### DOCUMENT SECTION:
──────────────────────────────
Pão de Queijo (Cheese Puffs): Rio de Janeiro, Brazil
Cheese is an almost universally beloved addition to bread, and pão de queijo is no exception. A cousin to French gougères, these petite, gluten-free dough balls are made using the same technique, with eggs beaten into a milk-and-flour dough with grated parmesan. The dough is made with cassava or tapioca flour, and the resulting puffs are breadier than airy gougères — making leftovers perfect for sandwiches.
Although they’re easy to whip up at home, residents of Rio flock to Cultivar Brasil. Located in the neighborhood known as Santa Teresa, the humble brunch and lunch spot is the undisputed king of making a mean pão de queijo — and the coffee is great, too.
Aish Baladi (Egyptian Flatbread): Cairo, Egypt
One of the oldest breads in the world, the Egyptian flatbread known as aish baladi was feasted on by the pharaohs, and is still the national bread of the North African country. Originally made with emmer, an ancient strain of wheat known as farro in Europe, aish baladi is now made with whole wheat flour and baked in scorching ovens.
Similar to a pita, the bread is found everywhere from street markets to the Four Seasons hotel in Cairo. Fast-casual chain Zooba opened in Cairo 10 years ago, and its aish baladi and other Egyptian street foods are now sold across the country and all the way to New York. Grab a baking stone and try baking your own aish baladi at home using this recipe.
Laugenbrezeln (Soft Pretzels): Munich, Germany
Pretzels for breakfast? In Bavaria, a plate-sized pretzel with weisswurst (veal sausage) and a dollop of mustard are as familiar on a breakfast table in Germany as bacon and eggs are in the U.S. The secret to the pretzel’s sleek, brown coating is lye — a powerful alkali used to create soap. The twisted dough is briefly dipped in a lye-and-water bath, which causes the browning but leaves the inside dough soft and chewy. (The heat of the oven neutralizes the caustic chemical.)
Salted and served warm, the laugenbrezel, or German soft pretzel, is an integral accompaniment to the steins served in Munich’s beer halls, like Hofbräuhaus. The Rischart family has been making the slightly sweet pretzels for five generations, creating a bakery empire and devoted fans who wait in long lines to buy the signature butter pretzels. If you want to try making your own, King Arthur has an authentic recipe.
──────────────────────────────
### EXTRACTED RECORDS:

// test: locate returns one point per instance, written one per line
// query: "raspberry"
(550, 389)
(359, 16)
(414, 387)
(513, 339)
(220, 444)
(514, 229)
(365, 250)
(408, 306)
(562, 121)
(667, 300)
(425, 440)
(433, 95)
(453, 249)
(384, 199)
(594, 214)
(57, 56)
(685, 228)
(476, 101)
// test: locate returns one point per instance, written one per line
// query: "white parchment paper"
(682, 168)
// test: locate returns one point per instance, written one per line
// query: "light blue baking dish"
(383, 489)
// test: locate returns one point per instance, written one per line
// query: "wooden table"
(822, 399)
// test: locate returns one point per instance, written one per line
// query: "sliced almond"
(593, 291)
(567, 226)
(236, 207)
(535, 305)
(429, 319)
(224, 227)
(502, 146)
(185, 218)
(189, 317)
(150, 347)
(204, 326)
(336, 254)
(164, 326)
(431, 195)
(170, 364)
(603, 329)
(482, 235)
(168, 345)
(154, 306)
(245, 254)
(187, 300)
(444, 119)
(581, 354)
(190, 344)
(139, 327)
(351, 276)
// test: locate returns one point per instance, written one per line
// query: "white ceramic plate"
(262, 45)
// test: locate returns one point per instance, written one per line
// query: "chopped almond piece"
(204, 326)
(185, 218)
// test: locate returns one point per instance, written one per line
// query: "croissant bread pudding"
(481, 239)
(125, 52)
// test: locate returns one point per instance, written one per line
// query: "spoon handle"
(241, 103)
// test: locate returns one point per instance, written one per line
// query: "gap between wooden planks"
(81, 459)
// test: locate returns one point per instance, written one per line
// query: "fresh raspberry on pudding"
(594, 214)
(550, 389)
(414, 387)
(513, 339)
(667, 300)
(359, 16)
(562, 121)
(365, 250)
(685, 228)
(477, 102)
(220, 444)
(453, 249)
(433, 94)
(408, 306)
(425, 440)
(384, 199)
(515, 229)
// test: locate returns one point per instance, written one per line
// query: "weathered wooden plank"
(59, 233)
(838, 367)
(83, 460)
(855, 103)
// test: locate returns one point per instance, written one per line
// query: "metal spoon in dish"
──────────────────────────────
### REQUIREMENT:
Carry on the piece about breads from around the world from the point where it stops. The records were taken from a different source than the text.

### RESPONSE TO THE EXERCISE:
Bagels: Montréal, Canada
New Yorkers will beg to differ, but the capital of Québec has a vibrant bagel scene, leading to bitter bakery rivalries and devoted fans proclaiming the superiority of their favorite flavor. What distinguishes the bagels of Montréal from those found in Manhattan?
Smaller, sweeter, and crunchier than their New York counterparts, Québecois bagels are typically made with an egg-based dough, boiled in honey water, coated in sesame seeds, and baked in a wood-fired oven. If you make the bagels at home, you’ll have no competition. But in Montréal, you must choose a side: St-Viateur or Fairmount? Like the Yankees and the Mets, you can only love one.
Injera: Addis Ababa, Ethiopia
Ethiopia’s thin, spongy, and slightly sour fermented flatbread made of teff flour is both an edible base for spicy and savory stewed meats and vegetables, as well as a utensil for transferring those tasty bites. Diners tear off a coaster-sized piece of injera, and use it to cover and pinch a bite or two of stew, bringing it to their mouths without touching the food with their fingers.
Naturally gluten-free, teff is one of the earliest cultivated grains — high in both protein and fiber. In the capital of Addis Ababa, fans flock to Yod Abyssinia and Totot for traditional Ethiopian fare, including injera, as well as tej (honey wine). Allow three or more days if you want to make injera at home; you’ll need to make a starter to get the unique sour taste.